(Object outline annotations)
>> begin
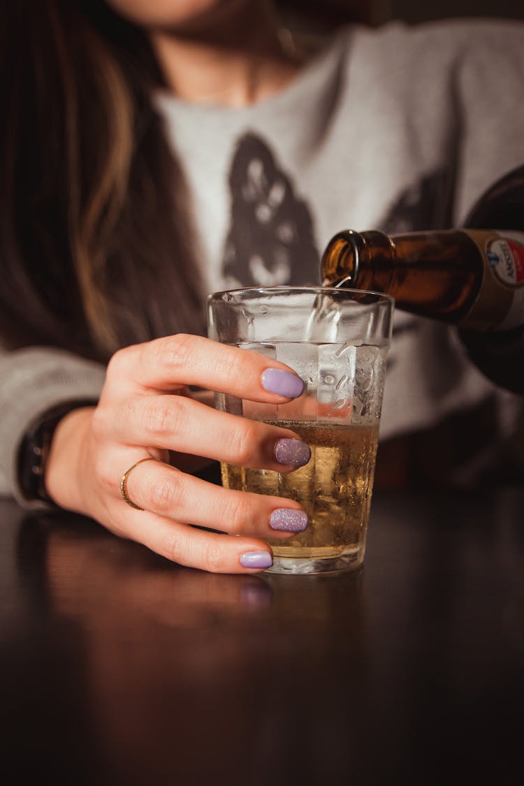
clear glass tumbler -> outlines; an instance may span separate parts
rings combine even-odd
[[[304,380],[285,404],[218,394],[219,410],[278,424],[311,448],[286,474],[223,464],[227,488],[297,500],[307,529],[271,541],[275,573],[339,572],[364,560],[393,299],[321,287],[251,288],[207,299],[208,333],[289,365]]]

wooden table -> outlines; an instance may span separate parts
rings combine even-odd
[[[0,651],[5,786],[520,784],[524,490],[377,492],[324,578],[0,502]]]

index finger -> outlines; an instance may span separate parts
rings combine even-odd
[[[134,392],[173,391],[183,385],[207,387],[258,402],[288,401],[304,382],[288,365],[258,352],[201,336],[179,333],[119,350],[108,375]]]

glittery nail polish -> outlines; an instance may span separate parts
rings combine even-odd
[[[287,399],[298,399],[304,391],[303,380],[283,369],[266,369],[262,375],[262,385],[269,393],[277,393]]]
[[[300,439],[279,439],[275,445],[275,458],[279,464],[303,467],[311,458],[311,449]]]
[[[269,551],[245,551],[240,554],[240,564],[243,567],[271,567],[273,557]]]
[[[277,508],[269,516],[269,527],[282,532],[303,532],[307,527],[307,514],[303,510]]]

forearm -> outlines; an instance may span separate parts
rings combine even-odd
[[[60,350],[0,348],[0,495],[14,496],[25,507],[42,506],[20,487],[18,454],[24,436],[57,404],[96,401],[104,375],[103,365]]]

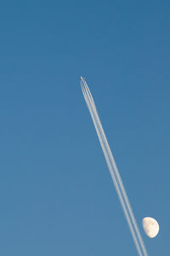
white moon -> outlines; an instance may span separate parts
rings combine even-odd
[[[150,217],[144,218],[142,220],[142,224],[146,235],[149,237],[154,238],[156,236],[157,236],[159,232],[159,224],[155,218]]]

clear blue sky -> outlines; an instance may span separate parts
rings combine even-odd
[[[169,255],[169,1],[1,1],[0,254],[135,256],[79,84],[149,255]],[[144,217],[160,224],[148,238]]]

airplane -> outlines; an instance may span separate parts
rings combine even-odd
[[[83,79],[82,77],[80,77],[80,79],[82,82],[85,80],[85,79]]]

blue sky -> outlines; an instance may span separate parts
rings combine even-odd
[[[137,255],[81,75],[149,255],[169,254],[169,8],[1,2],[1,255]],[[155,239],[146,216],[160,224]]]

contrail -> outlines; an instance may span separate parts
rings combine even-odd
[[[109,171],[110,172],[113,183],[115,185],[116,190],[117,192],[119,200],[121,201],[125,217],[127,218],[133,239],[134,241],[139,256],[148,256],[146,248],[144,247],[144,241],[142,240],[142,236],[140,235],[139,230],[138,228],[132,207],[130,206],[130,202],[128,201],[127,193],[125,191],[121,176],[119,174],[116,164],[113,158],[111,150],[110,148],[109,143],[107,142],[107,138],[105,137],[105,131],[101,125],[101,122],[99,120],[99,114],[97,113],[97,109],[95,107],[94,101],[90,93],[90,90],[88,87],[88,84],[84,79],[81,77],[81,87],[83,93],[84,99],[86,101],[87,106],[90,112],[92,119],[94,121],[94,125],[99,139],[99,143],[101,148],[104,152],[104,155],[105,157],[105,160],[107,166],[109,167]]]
>> end
## Required work
Copy all of the rows above word for word, character for character. Leave the pictures out of your copy.

## Answer below
clear glass tumbler -> outlines; an instance may span separate parts
rings combine even-odd
[[[304,380],[285,404],[218,394],[219,410],[278,424],[311,448],[286,474],[223,464],[227,488],[297,500],[307,529],[271,541],[275,573],[339,572],[364,560],[393,299],[321,287],[251,288],[207,299],[208,333],[289,365]]]

wooden table -> outlines; an instance may span separate parts
rings combine even-odd
[[[0,651],[5,786],[520,784],[524,490],[377,492],[324,578],[0,502]]]

index finger -> outlines; an instance may span separate parts
rings combine even-odd
[[[134,392],[173,391],[183,385],[207,387],[258,402],[288,401],[304,382],[288,365],[258,352],[201,336],[179,333],[119,350],[108,375]]]

glittery nail polish -> outlines; an instance may span separate parts
rings combine even-odd
[[[287,399],[298,399],[304,391],[303,380],[283,369],[266,369],[262,375],[262,385],[269,393],[277,393]]]
[[[300,439],[279,439],[275,445],[275,458],[279,464],[303,467],[311,458],[311,449]]]
[[[269,551],[245,551],[240,554],[240,564],[243,567],[271,567],[273,557]]]
[[[277,508],[269,516],[269,527],[282,532],[303,532],[307,527],[307,514],[303,510]]]

forearm -> outlines; an instance may span separate parts
rings combine even-odd
[[[60,350],[0,348],[0,495],[14,496],[25,507],[42,506],[20,487],[18,454],[24,436],[57,404],[96,401],[104,375],[103,365]]]

white moon -> outlines; an instance may span separate parts
rings combine even-odd
[[[150,217],[144,218],[142,220],[142,224],[146,235],[149,237],[154,238],[156,236],[157,236],[159,232],[159,224],[155,218]]]

clear blue sky -> outlines; an instance may span separate parts
rings combine even-odd
[[[169,255],[169,1],[1,1],[0,254],[135,256],[79,84],[149,255]],[[144,217],[160,224],[148,238]]]

airplane -> outlines; an instance may span separate parts
rings combine even-odd
[[[83,79],[82,77],[80,77],[80,79],[82,82],[85,80],[85,79]]]

blue sky -> outlines; an instance may span separate parts
rings combine even-odd
[[[137,255],[81,75],[149,255],[169,254],[169,8],[1,2],[1,255]],[[155,239],[146,216],[160,224]]]

contrail -> outlines; an instance may span separate parts
rings combine even-odd
[[[109,171],[110,172],[113,183],[115,185],[116,190],[117,192],[119,200],[121,201],[125,217],[127,218],[133,239],[134,241],[139,256],[148,256],[146,248],[144,247],[144,241],[142,240],[142,236],[140,235],[139,230],[138,228],[132,207],[130,206],[130,202],[128,201],[127,193],[125,191],[121,176],[119,174],[116,164],[113,158],[111,150],[110,148],[109,143],[107,142],[107,138],[105,137],[105,131],[101,125],[101,122],[99,120],[99,114],[97,113],[97,109],[95,107],[94,101],[90,93],[90,90],[88,87],[88,84],[84,79],[81,77],[81,87],[83,93],[84,99],[86,101],[87,106],[90,112],[92,119],[94,121],[94,125],[99,139],[99,143],[101,148],[104,152],[104,155],[105,157],[105,160],[107,166],[109,167]]]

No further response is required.